Excerpt from a dataset
— START —

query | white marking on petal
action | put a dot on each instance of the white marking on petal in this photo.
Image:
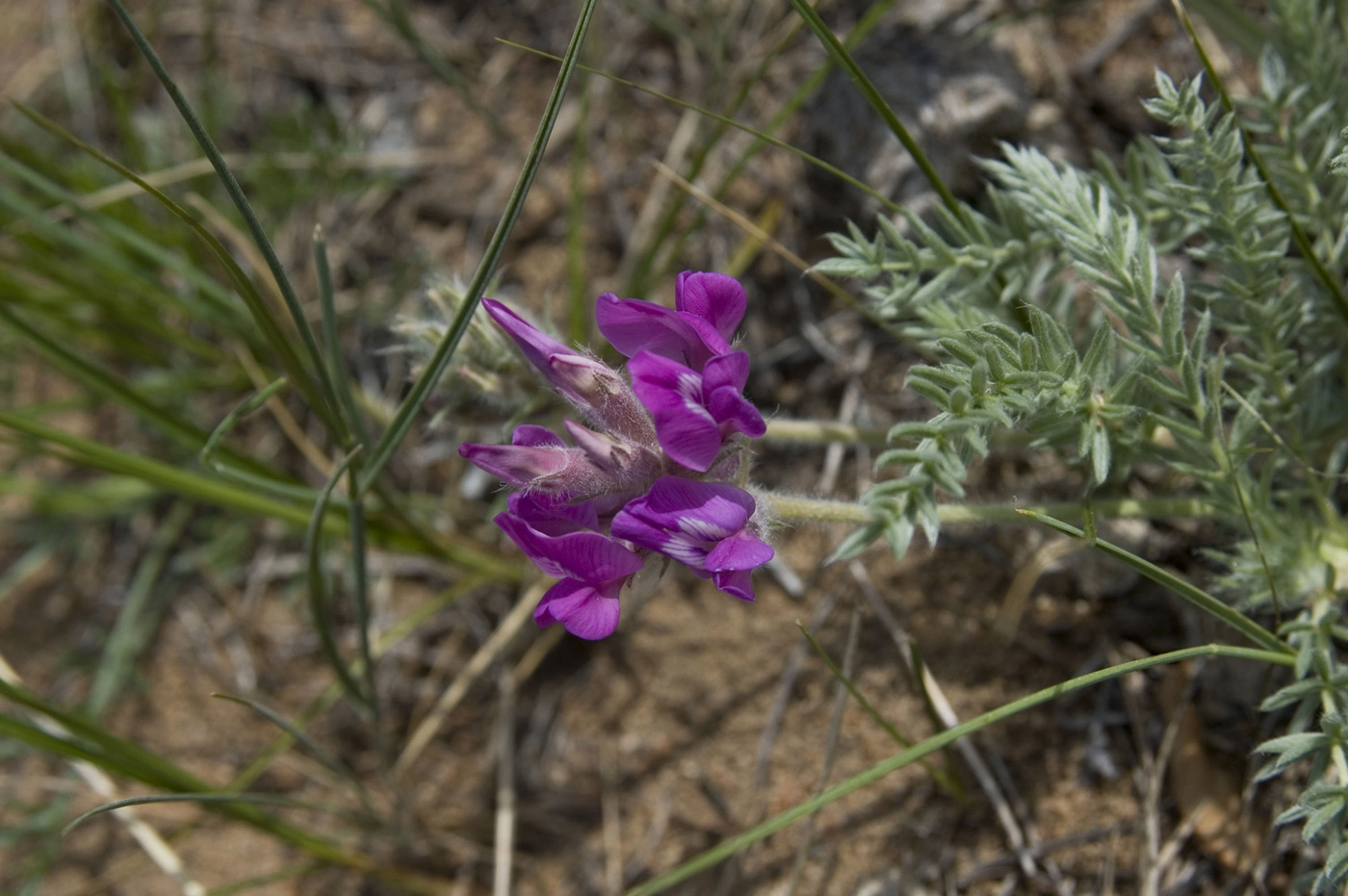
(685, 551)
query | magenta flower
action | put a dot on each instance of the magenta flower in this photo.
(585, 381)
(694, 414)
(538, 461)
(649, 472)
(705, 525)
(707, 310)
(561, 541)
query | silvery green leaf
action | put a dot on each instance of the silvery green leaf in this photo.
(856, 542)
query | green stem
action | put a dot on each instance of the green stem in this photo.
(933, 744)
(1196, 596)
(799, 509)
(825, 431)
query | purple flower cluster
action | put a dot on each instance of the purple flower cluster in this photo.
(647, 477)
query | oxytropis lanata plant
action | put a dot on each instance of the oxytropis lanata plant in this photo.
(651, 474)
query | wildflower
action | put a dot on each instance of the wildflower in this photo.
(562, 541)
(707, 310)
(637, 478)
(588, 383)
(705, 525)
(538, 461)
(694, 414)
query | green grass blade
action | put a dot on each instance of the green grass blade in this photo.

— END —

**Requirement**
Revise the entries above by swapping every "put a dot on" for "place a marker on", keeping everything else the same and leaving out the pictures.

**Solution to this problem**
query | white marking on petal
action | place a marker on each instance of the white marking on petal in this photo.
Image:
(685, 551)
query | magenta flower
action | place a marker on each instance of the magenta flower in this photo.
(585, 381)
(694, 414)
(538, 461)
(649, 472)
(705, 525)
(707, 310)
(561, 541)
query | silvery green leaf
action | place a marker on each instance of the silvery green leaf in this photo.
(856, 542)
query | green stem
action | place a marker on each instance of the green stem in this photo.
(933, 744)
(1196, 596)
(799, 509)
(825, 431)
query | purple flower cluster
action | place a marker on each instance of the purple flower cluster in this photo.
(647, 477)
query | oxytropis lanata plant
action | place a marker on each instance of the oxytropis lanata plant in this photo.
(651, 474)
query | wildflower
action | place a marker on each instance of the wildflower in this photo.
(562, 541)
(707, 310)
(637, 478)
(588, 383)
(705, 525)
(538, 461)
(694, 414)
query | green grass blade
action | place a marker on each instance of the green grass blade in this photo.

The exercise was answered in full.